[Task objective]: Reproduce every one of the records below word for word, with each line unchanged.

--- --- ---

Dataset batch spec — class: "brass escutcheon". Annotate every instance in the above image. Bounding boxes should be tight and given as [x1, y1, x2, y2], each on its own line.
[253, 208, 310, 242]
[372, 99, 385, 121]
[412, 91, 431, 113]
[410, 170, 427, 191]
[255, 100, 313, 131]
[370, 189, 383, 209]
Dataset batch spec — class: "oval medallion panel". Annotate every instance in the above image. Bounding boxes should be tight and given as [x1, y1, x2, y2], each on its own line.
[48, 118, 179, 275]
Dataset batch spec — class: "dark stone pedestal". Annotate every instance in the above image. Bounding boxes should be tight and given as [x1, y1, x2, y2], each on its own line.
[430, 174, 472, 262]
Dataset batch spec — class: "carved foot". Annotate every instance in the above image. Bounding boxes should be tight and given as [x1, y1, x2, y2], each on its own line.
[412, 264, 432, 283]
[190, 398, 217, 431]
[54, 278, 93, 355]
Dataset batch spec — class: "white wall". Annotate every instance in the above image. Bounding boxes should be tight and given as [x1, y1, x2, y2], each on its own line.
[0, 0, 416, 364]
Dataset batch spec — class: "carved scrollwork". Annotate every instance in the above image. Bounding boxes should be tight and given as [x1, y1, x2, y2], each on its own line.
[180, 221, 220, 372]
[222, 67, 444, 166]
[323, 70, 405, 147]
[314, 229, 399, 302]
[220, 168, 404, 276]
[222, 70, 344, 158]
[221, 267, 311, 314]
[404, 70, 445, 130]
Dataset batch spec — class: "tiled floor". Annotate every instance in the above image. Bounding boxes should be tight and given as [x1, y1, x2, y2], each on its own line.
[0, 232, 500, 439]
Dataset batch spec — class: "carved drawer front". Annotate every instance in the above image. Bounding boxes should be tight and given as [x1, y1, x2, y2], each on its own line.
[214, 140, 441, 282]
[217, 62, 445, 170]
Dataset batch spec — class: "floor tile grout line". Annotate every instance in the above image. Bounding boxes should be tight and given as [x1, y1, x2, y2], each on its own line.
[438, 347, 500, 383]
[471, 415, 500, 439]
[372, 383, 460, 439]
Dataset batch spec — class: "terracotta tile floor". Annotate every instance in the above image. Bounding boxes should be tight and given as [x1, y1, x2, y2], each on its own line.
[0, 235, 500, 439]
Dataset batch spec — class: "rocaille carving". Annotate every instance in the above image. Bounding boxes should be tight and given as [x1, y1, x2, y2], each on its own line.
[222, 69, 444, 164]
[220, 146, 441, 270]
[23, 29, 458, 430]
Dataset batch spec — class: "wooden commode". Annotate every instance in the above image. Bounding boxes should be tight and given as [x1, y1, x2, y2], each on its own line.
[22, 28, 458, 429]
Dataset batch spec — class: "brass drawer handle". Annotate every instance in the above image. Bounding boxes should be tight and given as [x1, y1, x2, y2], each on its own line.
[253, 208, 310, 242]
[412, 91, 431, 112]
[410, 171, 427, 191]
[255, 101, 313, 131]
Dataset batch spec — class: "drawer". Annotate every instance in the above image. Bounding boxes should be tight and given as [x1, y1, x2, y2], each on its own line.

--- --- ---

[Right answer]:
Dataset batch spec — class: "brass escutcheon". Annotate every instance in the above image. Bounding boxes should be tight and given as [x1, y1, x2, y2], each on its own line.
[253, 208, 310, 242]
[372, 99, 385, 121]
[412, 91, 431, 113]
[410, 170, 427, 191]
[255, 100, 313, 131]
[370, 189, 383, 209]
Dataset batch spec — class: "oval medallion panel". Annotate every instance in the above image. Bounding boxes should be tight and given as [x1, y1, x2, y2], each on its own line.
[48, 118, 179, 275]
Dataset batch spec — class: "dark stone pedestal". Annotate every instance in the above image. Bounding boxes should be tight and given as [x1, y1, x2, y2], each on its own line.
[430, 174, 472, 262]
Dataset batch spec — class: "carved foot". Annotate every instance in the above image. Bounding boxes should be tight and given as [x1, y1, x2, y2], each on its own line.
[412, 264, 432, 283]
[190, 398, 217, 431]
[54, 278, 93, 355]
Dataset batch spec — class: "white wall". Annotate every instance in the above image. Bounding boxes should be tight and given as [x1, y1, x2, y2], each on its own line.
[0, 0, 416, 364]
Dataset batch spec — class: "carved scrollwork". Annotate every instance in the above image. Bounding boxes should be tight and given as [x1, y1, x2, y2], each on its own line.
[180, 221, 220, 372]
[222, 67, 444, 166]
[323, 70, 405, 147]
[314, 229, 399, 302]
[220, 168, 404, 276]
[222, 70, 344, 158]
[221, 267, 311, 314]
[404, 70, 445, 130]
Dataset batch spec — class: "tiled floor". Annotate every instance in the above image. Bounding boxes should be tight and given as [x1, y1, x2, y2], each on its own line.
[0, 232, 500, 439]
Dataset batch spec — class: "carved drawer front". Annotate every instance in the above image. Bounding boxes should be tight and given as [x1, y1, x2, y2], each on its own line.
[214, 140, 441, 282]
[217, 62, 445, 170]
Dataset batch spec — class: "floor tile grout line". Annotate every instance in the above image. Bounding boxes should be tight and given as [x1, y1, x2, y2], each on its own line.
[438, 347, 500, 383]
[471, 415, 500, 439]
[372, 383, 460, 439]
Dataset batch spec — class: "terracotta tile floor". Annotate every instance in the above image. Bounding boxes should be tight and given as [x1, y1, x2, y2], each on its own line.
[0, 235, 500, 439]
Dataset batch spec — class: "rocaille carving". Annotate every instance in the above image. Bounding boxes should be tight and given as [x1, y1, x2, y2], each on its own line.
[222, 69, 444, 164]
[220, 146, 441, 270]
[23, 29, 458, 430]
Dataset batch spec — class: "wooden commode". Annotate every instance in the above image. Bounding boxes should be tight and given as [x1, y1, x2, y2], each on its own line.
[22, 28, 458, 429]
Dataset batch spec — class: "brass drawer handle". Annotate every instance in the above image. Bounding boxes should be tight and given as [x1, y1, x2, y2], each on its own line.
[253, 208, 310, 242]
[412, 91, 431, 112]
[410, 171, 427, 191]
[255, 101, 313, 131]
Dataset batch spec — class: "drawer". Annotate every instance in the above image. Bounding boxes should be tight and given as [x1, y1, x2, y2], each on its own line.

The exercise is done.